- **EXERCISE BRIEF**: Nothing should be left out: output all of the entries exactly.

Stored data
______
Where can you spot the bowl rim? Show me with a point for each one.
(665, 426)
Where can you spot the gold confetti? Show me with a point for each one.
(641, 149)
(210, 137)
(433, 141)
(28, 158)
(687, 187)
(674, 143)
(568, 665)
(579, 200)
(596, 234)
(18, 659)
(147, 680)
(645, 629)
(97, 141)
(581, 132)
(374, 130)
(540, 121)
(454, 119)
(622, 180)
______
- **RESPONSE TO THE EXERCISE**:
Where can you spot the bowl rim? Show me with a point for each one.
(665, 426)
Where can you spot the gold confetti? Show me with a point for each one.
(641, 149)
(210, 137)
(433, 141)
(28, 158)
(687, 187)
(674, 143)
(568, 665)
(579, 200)
(596, 234)
(18, 659)
(147, 680)
(645, 629)
(97, 141)
(581, 132)
(374, 130)
(540, 121)
(454, 119)
(622, 180)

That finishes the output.